Per Pechino si tratta di protezionismo. In un’intervista a Nouvelles d’Europe l’ambasciatore cinese a Parigi, Lu Shaye, ha ricordato come “il valore totale degli investimenti cinesi in Francia è di gran lunga inferiore al valore totale degli investimenti francesi in Cina.” Il diplomatico ha invitato l’Eliseo a superare “l’interferenza di terze parti”. Chiara allusione al pressing americano.

Ormai è un’ossessione, accecante per quanto non del tutto immotivata. Nei comunicati ufficiali, così come sui media statali, traspare la convinzione che il peggioramento delle relazioni con l’Europa sia quasi interamente attribuibile all’ingerenza statunitense. Riassumendo il parere degli analisti cinesi, il Global Times motiva il calo della “fiducia politica” con Bruxelles alla luce dei “vasti cambiamenti geopolitici, della stretta sull’Europa da parte degli Stati Uniti nella sua rivalità con la Cina, e della scarsità di scambi Cina-UE”. Ma in realtà l’impressione è che ormai molti dei timori americani abbiano contagiato gli alleati sull’altra sponda dell’Atlantico.

Consegne:
1) Riporta tutte le voci del materiale sotto forma di elenco numerato, tralasciando le righe vuote.
2) Scrivi il seguito del testo sui rapporti tra Cina ed Europa, riprendendo subito dopo la sua ultima frase.
Il testo e le voci sono indipendenti l'uno dalle altre.

Materiale dell'esercizio:
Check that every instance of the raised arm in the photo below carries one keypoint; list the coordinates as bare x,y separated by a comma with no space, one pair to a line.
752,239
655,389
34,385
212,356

Risposte in ordine:
1)
1. Check that every instance of the raised arm in the photo below carries one keypoint; list the coordinates as bare x,y separated by a comma with no space, one pair to a line.
2. 752,239
3. 655,389
4. 34,385
5. 212,356

2)
Non si tratta più solo di appelli a “una concorrenza più equa e più disciplinata”. Nel suo recente discorso sui rapporti Cina-UE, von der Leyen ha accusato Pechino di voler mettere in atto “un cambiamento sistemico dell’ordine internazionale”. Non giovano le ritorsioni commerciali applicate ai paesi che – come la Lituania – osano mantenere stretti rapporti con Taiwan. Proprio a riguardo, lo scorso anno Bruxelles ha avanzato una controversia nei confronti della Cina presso l’Organizzazione mondiale del commercio, e solo pochi giorni fa Consiglio e Parlamento hanno approvato un testo comune per uno strumento anti-coercizione, citando l’esempio di Vilnius. Considerato il clima, è irrealistico pensare a uno scongelamento dell’accordo di investimento bilaterale tenuto in ostaggio a Strasburgo. Von der Leyen è stata chiara.

Pechino non ha nascosto lo scarso entusiasmo con cui – su insistenza di Macron – “ha concordato” che la presidente della Commissione fosse inclusa nel tour, anziché accoglierla “su invito del presidente Xi Jinping” come nel caso del capo dell’Eliseo. Nel gioco delle parti, il duo tenterà di fare muro almeno su quei dossier, come l’Ucraina, dove pare esserci piena intesa: la Cina può e deve fare di più per fermare l’invasione russa.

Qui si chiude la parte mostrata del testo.